TEXTO EXTRAÍDO

• • •

O termo conversar vem de co - versar (falar junto à, ou virar-se junto à)... De todo modo, a conversa precisa de um ponto de vista em comum e/ ou de um assunto conhecido por ambos / por todos interlocutores para iniciar a conversa; Assim, pode-se perceber que o relativismo não requer uma conversa verdadeira. Relativismo é a centralidade no "argumento" da "relação", geralmente direcionado a um conjunto de fatos e fenômenos, ou generalizado para todos os assuntos. Assim relativiza-se todos os fatos: Um típico "argumento" relativista simples é afirmar "ah, isso é relativo" mesmo sobre fatos universais, sobre fatos comprovados etc. A palavra argumento aqui é usada entre aspas pelo fato de que, em prática, o relativismo geralmente apoia-se principalmente em retórica ou em oratória, não em conteúdos. Isto porque o relativismo é uma postura extrema: O relativista finge-se de tolerante, e pode facilmente utilizar a relativização para distorcer fatos (geralmente a favor de si mesmo ou de um interesse particular), portanto, ao utilizar a retórica, o relativista está tentando manipular a opinião dos interlocutores ou de um público. Esta manipulação no caso da retórica, é feita com jogo de palavras e/ ou descontextualização do assunto em pauta - recortes da realidade para alcançar objetivos particulares, distorcendo, inventando ou omitindo fatos - em suma, o retórico é um mentiroso especialista em persuasão. 

A oratória por sua vez é uma técnica também facilmente utilizada por relativistas - trata-se de usar as emoções em discursos para manipular o público e/ ou para incitar neste, reações desejadas pelo orador. 

O relativismo também fomenta indiferença ilimitadamente: abandona-se busca por verdade pois ao considerar tudo relativo, tudo pode perder a importância facilmente. O relativismo então desvaloriza qualquer assunto, fomenta a o individualismo e a estagnação intelectual e social. Por estas razões, esta (pseudo) ideologia deve ter sido a última dos filósofos naturalistas e primeira entre os sofistas durante a Grécia clássica. 

2b. Campos da Filosofia: Ética, Epistemologia e... Psicologia!

Ao trazer o diálogo construtivo através da maiêutica, a busca pelo saber e pelo "kalos" (a beleza e o bem), Sócrates e Platão trazem a importância da filosofia, da ética e da construção de conhecimento (epistemologia) à sociedade ocidental da antiguidade clássica.

• • •

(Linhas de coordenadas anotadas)
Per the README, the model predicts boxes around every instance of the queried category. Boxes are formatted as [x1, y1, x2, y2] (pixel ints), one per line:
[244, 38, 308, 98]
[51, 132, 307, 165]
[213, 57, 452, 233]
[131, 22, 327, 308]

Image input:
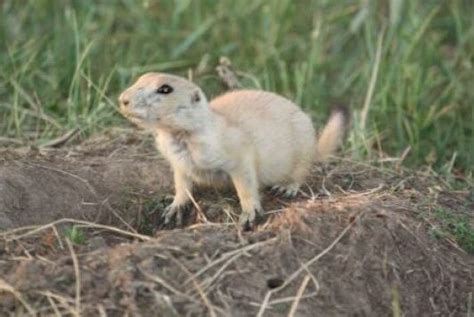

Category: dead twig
[288, 275, 311, 317]
[0, 218, 152, 241]
[40, 128, 81, 148]
[257, 214, 362, 317]
[66, 238, 81, 317]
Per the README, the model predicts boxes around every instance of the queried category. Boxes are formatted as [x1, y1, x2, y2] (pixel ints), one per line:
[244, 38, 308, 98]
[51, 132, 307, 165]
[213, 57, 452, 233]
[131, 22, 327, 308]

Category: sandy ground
[0, 133, 474, 316]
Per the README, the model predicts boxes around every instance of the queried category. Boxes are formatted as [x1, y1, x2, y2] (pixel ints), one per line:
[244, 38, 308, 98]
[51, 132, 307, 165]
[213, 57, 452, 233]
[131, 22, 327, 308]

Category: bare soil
[0, 133, 474, 316]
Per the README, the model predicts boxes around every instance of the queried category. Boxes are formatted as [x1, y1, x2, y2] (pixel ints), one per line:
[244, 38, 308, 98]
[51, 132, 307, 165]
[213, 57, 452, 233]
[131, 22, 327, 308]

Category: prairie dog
[119, 73, 347, 229]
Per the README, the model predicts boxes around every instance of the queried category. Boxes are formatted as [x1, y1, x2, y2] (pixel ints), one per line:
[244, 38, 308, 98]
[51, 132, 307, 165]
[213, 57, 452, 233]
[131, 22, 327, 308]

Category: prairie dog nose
[119, 93, 130, 107]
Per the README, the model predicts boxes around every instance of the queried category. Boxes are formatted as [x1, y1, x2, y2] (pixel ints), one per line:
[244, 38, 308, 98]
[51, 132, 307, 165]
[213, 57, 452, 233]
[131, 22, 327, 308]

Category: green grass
[432, 208, 474, 254]
[0, 0, 474, 176]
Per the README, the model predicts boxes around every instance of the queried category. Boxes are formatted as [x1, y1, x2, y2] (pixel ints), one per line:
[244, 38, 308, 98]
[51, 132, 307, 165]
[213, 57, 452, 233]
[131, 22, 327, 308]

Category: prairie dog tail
[316, 106, 349, 161]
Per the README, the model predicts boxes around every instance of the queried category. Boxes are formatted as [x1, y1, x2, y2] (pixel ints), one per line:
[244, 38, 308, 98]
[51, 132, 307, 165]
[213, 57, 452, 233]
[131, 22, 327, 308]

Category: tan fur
[119, 73, 344, 226]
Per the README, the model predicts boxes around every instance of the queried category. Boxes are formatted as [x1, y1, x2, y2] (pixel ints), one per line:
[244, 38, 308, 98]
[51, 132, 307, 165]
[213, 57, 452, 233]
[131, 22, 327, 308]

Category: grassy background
[0, 0, 474, 177]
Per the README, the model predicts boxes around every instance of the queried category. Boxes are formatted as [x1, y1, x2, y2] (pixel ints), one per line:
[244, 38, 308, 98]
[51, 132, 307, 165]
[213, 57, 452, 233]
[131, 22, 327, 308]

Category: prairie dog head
[119, 73, 209, 131]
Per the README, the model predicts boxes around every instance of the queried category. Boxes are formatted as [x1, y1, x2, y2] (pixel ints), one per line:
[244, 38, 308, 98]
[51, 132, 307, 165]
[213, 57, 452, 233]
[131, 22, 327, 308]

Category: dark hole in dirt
[267, 277, 285, 289]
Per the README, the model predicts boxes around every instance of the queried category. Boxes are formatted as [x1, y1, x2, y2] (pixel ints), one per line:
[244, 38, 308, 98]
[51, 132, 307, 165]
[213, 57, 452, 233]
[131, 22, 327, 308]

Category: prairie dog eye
[156, 84, 173, 95]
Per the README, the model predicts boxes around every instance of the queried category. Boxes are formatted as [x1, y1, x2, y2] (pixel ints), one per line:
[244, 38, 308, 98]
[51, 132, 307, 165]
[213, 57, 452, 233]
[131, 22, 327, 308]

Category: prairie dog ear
[191, 89, 202, 105]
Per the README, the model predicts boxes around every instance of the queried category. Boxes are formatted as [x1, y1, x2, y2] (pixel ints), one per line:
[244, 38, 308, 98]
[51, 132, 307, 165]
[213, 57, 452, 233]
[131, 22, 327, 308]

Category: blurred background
[0, 0, 474, 179]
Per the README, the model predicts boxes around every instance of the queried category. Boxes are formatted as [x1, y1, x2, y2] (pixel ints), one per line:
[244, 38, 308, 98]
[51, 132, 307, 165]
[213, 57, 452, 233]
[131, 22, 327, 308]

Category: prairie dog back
[210, 90, 316, 185]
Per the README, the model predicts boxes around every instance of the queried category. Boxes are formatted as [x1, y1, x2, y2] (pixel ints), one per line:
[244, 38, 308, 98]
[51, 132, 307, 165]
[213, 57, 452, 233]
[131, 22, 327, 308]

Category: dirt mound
[0, 130, 474, 316]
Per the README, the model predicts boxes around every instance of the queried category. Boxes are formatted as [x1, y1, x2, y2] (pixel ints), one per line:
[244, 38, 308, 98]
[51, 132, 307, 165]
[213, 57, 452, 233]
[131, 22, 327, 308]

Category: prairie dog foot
[161, 203, 191, 227]
[271, 183, 300, 198]
[239, 208, 263, 231]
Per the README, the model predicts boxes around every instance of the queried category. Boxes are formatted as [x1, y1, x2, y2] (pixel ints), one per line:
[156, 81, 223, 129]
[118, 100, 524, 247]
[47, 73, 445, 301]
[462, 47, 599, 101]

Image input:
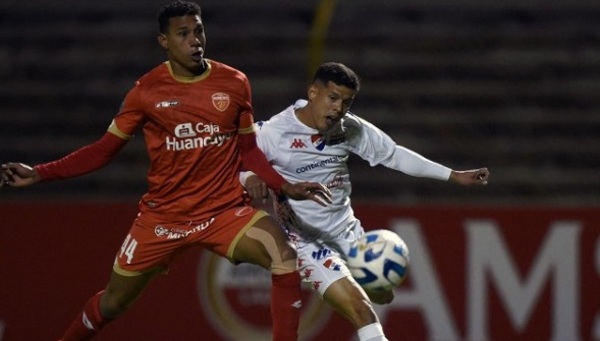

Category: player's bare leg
[323, 277, 387, 341]
[367, 290, 394, 304]
[61, 268, 162, 341]
[233, 217, 302, 341]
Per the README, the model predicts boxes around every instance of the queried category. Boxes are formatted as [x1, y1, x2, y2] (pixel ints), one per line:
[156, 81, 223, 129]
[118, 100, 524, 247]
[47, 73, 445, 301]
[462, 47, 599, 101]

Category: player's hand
[0, 162, 40, 187]
[281, 182, 332, 206]
[450, 168, 490, 185]
[244, 175, 269, 204]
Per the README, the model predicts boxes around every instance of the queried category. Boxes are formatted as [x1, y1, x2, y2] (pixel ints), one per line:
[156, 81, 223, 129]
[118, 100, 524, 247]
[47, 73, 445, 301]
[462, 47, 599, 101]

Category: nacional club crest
[212, 92, 230, 112]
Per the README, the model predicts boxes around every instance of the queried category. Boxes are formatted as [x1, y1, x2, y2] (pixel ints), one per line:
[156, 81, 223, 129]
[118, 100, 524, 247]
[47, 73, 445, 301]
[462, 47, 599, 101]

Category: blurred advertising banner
[0, 202, 600, 341]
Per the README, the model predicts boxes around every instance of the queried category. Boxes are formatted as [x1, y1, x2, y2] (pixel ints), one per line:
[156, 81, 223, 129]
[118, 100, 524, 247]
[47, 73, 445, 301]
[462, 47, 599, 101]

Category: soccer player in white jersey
[240, 62, 489, 341]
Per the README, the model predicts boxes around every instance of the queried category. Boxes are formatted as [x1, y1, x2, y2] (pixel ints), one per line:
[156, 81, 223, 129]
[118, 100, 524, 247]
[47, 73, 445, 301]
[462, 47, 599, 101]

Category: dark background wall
[0, 0, 600, 206]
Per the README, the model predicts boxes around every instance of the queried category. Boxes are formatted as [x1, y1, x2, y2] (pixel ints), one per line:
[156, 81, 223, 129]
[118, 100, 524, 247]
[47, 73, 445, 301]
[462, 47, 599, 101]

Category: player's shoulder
[257, 104, 298, 134]
[135, 62, 171, 88]
[206, 59, 248, 81]
[342, 112, 366, 133]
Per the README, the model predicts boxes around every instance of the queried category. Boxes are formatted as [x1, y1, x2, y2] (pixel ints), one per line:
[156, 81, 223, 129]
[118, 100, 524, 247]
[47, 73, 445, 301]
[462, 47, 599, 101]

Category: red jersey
[109, 60, 253, 221]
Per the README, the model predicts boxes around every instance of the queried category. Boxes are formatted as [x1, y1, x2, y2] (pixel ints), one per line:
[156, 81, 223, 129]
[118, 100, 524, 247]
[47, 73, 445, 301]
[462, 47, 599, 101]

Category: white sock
[358, 323, 388, 341]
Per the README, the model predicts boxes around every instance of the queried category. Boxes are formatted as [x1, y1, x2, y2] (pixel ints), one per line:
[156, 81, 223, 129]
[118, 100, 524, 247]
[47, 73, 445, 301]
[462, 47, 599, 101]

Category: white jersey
[256, 100, 451, 244]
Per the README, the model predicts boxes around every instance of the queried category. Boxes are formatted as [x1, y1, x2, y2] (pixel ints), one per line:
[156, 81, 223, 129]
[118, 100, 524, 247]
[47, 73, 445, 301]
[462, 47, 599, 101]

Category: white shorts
[288, 222, 364, 296]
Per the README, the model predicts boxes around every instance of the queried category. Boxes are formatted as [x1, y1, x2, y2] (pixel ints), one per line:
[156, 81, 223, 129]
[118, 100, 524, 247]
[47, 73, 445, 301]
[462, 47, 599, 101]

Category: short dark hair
[313, 62, 360, 91]
[158, 0, 202, 33]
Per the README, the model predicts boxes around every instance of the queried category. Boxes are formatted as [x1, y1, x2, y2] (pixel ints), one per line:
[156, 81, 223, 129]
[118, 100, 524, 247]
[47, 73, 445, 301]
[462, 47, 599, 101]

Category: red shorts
[113, 206, 268, 276]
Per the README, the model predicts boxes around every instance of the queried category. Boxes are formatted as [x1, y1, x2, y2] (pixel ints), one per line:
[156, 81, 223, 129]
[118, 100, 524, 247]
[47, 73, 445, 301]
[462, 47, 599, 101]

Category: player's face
[158, 15, 206, 77]
[308, 82, 356, 133]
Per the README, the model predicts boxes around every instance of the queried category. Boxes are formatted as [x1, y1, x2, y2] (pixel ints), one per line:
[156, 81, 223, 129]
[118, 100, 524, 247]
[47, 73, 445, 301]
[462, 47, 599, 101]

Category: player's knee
[100, 292, 133, 320]
[368, 290, 394, 304]
[347, 296, 377, 328]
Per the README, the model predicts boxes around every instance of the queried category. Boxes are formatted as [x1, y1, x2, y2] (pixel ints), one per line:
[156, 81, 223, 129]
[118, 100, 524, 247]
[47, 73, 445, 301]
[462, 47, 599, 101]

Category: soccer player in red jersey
[0, 1, 331, 341]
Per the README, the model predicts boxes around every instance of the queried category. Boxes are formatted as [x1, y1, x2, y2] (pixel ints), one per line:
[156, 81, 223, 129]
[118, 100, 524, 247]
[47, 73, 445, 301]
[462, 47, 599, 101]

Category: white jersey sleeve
[344, 114, 452, 180]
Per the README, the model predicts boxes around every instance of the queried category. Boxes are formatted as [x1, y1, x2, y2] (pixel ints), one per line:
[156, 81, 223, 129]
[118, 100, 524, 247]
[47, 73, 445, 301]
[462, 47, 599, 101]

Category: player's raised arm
[2, 132, 127, 187]
[449, 168, 490, 185]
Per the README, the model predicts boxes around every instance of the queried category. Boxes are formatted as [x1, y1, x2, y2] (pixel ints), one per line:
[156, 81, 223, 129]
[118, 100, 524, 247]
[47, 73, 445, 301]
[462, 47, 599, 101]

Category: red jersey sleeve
[35, 127, 127, 181]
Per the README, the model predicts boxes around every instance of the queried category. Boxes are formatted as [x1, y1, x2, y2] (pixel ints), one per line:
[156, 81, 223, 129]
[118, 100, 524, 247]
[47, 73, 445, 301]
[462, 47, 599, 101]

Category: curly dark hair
[313, 62, 360, 91]
[158, 0, 202, 33]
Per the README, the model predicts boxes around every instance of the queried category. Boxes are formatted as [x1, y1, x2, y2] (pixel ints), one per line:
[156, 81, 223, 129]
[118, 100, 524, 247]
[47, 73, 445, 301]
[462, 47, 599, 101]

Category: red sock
[271, 271, 302, 341]
[61, 290, 110, 341]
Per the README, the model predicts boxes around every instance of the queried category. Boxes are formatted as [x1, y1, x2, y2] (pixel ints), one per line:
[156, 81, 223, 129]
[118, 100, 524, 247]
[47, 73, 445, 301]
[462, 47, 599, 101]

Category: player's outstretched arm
[0, 162, 40, 187]
[240, 172, 331, 206]
[449, 168, 490, 185]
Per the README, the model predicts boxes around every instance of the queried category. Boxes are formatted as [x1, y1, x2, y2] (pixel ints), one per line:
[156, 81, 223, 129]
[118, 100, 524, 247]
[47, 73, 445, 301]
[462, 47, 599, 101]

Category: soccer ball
[348, 230, 410, 291]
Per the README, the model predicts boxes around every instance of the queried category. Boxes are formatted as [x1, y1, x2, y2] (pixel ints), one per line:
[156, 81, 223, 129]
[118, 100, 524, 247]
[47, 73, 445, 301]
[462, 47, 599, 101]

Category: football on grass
[348, 230, 409, 291]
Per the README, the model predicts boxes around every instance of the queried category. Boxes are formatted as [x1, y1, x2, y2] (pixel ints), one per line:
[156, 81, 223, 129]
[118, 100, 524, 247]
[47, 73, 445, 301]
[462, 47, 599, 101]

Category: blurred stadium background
[0, 0, 600, 206]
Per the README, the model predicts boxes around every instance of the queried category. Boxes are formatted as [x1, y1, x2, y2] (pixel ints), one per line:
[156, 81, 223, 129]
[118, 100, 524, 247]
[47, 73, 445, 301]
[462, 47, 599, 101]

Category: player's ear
[307, 84, 319, 101]
[156, 33, 169, 50]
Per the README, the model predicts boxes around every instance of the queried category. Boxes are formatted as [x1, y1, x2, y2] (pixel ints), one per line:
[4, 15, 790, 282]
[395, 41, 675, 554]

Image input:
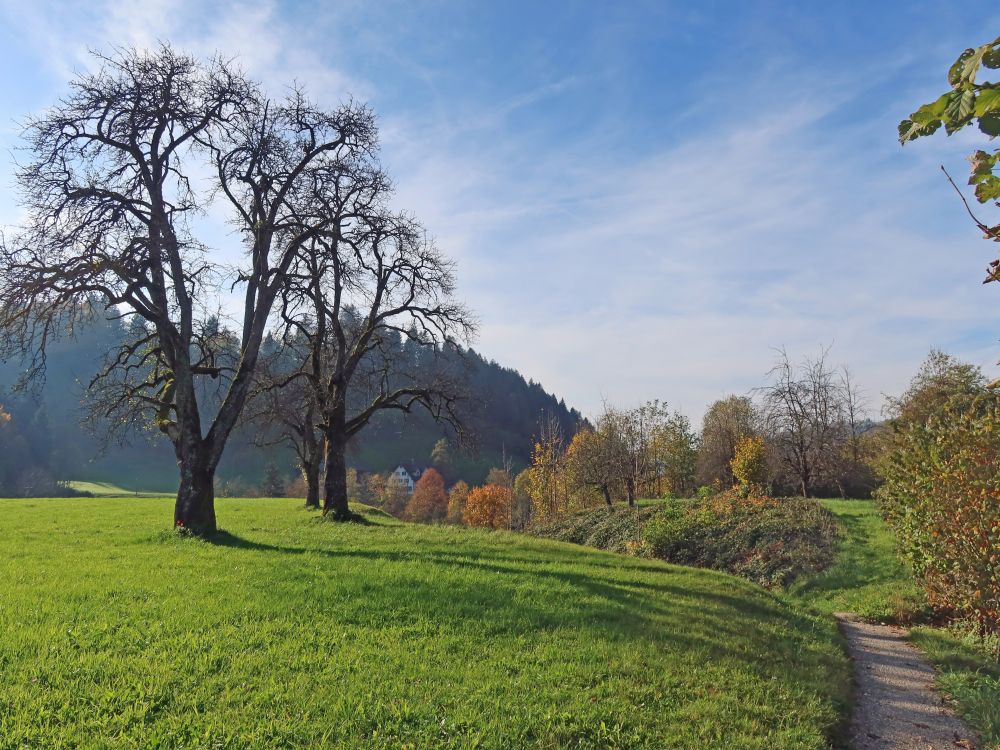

• • •

DESCRIÇÃO DA TAREFA
Responda com base no texto sobre o relativismo:
(a) De que termo vem a palavra "conversar"?
(b) Em que consiste a oratória?
(c) Quem traz à sociedade ocidental da antiguidade clássica a importância da filosofia, da ética e da construção de conhecimento?

RESULTADO DA TAREFA
(a) De co-versar (falar junto à, ou virar-se junto à).
(b) Em usar as emoções em discursos para manipular o público e/ou para incitar nele reações desejadas pelo orador.
(c) Sócrates e Platão.